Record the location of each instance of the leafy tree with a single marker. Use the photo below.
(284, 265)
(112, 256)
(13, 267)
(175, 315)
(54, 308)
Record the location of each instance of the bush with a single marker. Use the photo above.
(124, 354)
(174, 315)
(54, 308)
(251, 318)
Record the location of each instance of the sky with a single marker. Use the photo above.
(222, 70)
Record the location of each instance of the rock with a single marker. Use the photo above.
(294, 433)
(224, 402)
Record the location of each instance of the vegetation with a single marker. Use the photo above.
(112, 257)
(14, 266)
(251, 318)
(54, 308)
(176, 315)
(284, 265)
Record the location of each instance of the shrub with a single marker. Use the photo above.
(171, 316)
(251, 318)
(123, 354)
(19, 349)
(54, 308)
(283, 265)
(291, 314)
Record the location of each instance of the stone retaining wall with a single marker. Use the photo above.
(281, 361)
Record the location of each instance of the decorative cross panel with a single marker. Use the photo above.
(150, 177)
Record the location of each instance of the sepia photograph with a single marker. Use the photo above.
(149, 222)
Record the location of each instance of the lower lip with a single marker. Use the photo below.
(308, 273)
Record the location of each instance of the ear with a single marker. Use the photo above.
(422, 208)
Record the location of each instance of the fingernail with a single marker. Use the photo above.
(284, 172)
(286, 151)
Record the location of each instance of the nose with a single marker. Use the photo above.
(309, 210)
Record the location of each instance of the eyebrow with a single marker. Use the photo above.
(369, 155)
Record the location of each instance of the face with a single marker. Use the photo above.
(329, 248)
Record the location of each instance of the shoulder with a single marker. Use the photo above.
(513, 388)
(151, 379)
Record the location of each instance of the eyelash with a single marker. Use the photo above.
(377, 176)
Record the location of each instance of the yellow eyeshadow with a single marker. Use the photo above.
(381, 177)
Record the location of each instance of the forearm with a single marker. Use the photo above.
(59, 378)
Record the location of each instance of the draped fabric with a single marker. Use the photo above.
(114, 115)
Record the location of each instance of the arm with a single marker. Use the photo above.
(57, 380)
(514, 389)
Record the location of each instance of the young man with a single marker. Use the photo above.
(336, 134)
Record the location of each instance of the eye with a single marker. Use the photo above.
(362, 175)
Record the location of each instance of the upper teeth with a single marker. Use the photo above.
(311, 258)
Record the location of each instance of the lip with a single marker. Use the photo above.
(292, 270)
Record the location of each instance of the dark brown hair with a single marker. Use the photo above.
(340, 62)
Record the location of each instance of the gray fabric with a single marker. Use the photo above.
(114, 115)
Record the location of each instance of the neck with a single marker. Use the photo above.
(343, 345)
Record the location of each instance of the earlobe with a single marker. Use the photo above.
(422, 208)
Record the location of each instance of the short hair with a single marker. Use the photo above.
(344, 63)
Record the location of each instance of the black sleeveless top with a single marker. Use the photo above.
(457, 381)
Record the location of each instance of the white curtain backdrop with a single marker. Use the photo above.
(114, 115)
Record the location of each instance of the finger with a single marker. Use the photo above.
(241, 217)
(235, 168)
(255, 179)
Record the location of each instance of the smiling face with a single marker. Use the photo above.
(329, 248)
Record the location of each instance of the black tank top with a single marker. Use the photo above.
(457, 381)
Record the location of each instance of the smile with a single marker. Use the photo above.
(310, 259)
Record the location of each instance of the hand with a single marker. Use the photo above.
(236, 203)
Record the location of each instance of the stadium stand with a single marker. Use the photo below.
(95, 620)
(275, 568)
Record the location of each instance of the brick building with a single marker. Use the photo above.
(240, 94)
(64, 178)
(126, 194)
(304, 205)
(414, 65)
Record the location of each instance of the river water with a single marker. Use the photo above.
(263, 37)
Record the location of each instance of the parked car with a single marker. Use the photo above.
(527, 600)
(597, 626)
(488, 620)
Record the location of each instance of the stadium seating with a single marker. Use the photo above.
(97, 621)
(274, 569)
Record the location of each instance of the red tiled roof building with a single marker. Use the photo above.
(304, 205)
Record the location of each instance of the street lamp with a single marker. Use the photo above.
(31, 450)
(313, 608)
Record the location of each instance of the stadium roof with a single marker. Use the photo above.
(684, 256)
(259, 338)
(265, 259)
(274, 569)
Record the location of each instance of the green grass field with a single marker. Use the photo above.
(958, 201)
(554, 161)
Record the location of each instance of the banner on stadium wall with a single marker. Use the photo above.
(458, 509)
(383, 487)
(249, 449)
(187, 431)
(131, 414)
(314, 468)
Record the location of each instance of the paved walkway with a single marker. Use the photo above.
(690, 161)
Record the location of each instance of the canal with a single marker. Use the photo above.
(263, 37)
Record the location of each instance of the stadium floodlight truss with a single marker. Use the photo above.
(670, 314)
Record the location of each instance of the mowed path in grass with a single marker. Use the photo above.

• [WHAT NEEDS TO BE DONE]:
Every entry above should be given again exactly as shown.

• [REPLY TO THE TASK]:
Record the location of each instance of the leafy tree with a single marker. Use the photo below.
(284, 265)
(112, 256)
(13, 267)
(175, 315)
(54, 308)
Record the location of each instance of the bush with a single marker. Use the photo above.
(124, 354)
(174, 315)
(54, 308)
(251, 318)
Record the location of each instance of the sky with a single marker. Use the photo above.
(222, 70)
Record the location of each instance of the rock with a single marker. Use the photo above.
(294, 433)
(224, 402)
Record the location of each instance of the vegetation with a single marker. Use the photo above.
(112, 257)
(14, 266)
(251, 318)
(54, 308)
(176, 315)
(284, 265)
Record the location of each instance of the shrub with a single marker. Use the photo above.
(171, 316)
(251, 318)
(123, 354)
(19, 349)
(54, 308)
(283, 265)
(291, 314)
Record the location of each instance of the stone retaining wall with a single marker. Use the photo above.
(281, 361)
Record the location of each instance of the decorative cross panel with a single marker. Use the photo above.
(150, 177)
Record the location of each instance of the sepia photograph with a single marker. Use the photo above.
(149, 222)
Record the location of each instance of the lower lip with a single marker. Use the photo below.
(308, 273)
Record the location of each instance of the ear with a single marker. Use the photo above.
(422, 208)
Record the location of each instance of the fingernail with a single marker. Use the photo above.
(284, 172)
(286, 151)
Record the location of each instance of the nose with a single marker. Use the photo above.
(309, 210)
Record the location of each instance of the eyebrow with a single marker. Use the photo above.
(369, 155)
Record the location of each instance of the face with a single marker. Use the photo above.
(329, 248)
Record the location of each instance of the shoulder with a single marker. Use the photo above.
(513, 388)
(151, 379)
Record the location of each instance of the eyelash with a single marker. Use the photo above.
(377, 176)
Record the location of each instance of the yellow eyeshadow with a single marker. Use the photo above.
(381, 177)
Record the location of each instance of the forearm with a single marker. Use the photo above.
(59, 378)
Record the location of each instance of the draped fabric with a single marker. Use the photo above.
(114, 115)
Record the location of each instance of the arm with a single marker. Use the photo above.
(57, 380)
(514, 389)
Record the location of each instance of the young man with a single marker. Use the photo above.
(336, 134)
Record the location of each instance of the eye with a single marker. Use the photo above.
(362, 175)
Record the location of each instance of the upper teeth with a single marker. Use the photo above.
(311, 258)
Record the location of each instance of the lip with a single marker. Use the photo above.
(292, 270)
Record the location of each instance of the dark brown hair with a single marker. Use the photo above.
(340, 62)
Record the location of each instance of the gray fabric with a single marker. Use the photo above.
(114, 115)
Record the location of each instance of the neck with a single marker. Use the photo above.
(343, 345)
Record the location of each instance of the earlobe with a single marker. Use the photo above.
(422, 208)
Record the location of each instance of the short hair with a single marker. Use the photo above.
(344, 63)
Record the location of each instance of the black sleeveless top with a single marker. Use the photo above.
(457, 381)
Record the location of each instance of the white curtain backdrop with a single marker. Use the photo above.
(114, 115)
Record the location of each instance of the finger with a single marker. Use the photo above.
(241, 217)
(235, 168)
(255, 179)
Record the location of each instance of the smiling face with a single marker. Use the photo above.
(329, 248)
Record the location of each instance of the black tank top with a single marker. Use the photo above.
(457, 381)
Record the location of each instance of the smile with a single marker. Use the photo above.
(310, 259)
Record the location of each instance of the hand with a single marker. Use the photo above.
(236, 203)
Record the location of each instance of the stadium stand with a single marker. Use the photo below.
(95, 620)
(275, 568)
Record the location of each instance of the brick building with a single marker. Use the photo above.
(240, 94)
(64, 178)
(126, 194)
(304, 205)
(414, 65)
Record the location of each instance of the river water with a single marker. Use the photo above.
(263, 37)
Record the location of each instance of the parked car with a single marker. Use the photo above.
(527, 600)
(597, 626)
(488, 620)
Record the location of each instance of the stadium seating with a single marker. Use the photo above.
(97, 621)
(274, 569)
Record the location of each instance of the red tiled roof building with a single marker. Use the photo above.
(304, 205)
Record the location of each instance of the street lamp with a single marker. Use the photo above.
(31, 450)
(313, 608)
Record the location of each instance of the stadium roof with a single marker. Use the photo above.
(684, 256)
(259, 338)
(265, 259)
(274, 569)
Record the location of each instance of the green grass field with a single marker. Use the photo above.
(958, 201)
(554, 161)
Record the location of each instance of the banner on stadium wall with a single marker. Use the photo above.
(458, 509)
(383, 487)
(249, 449)
(187, 431)
(131, 414)
(314, 468)
Record the location of each instance of the paved walkway with a single marker. Use the photo above.
(690, 161)
Record the location of each instance of the canal with a single marker. Use the photo above.
(263, 37)
Record the location of each instance of the stadium floodlight truss with a single marker. Use the photo above.
(670, 314)
Record the location of each instance of the mowed path in grass with a single marker. Use the photo above.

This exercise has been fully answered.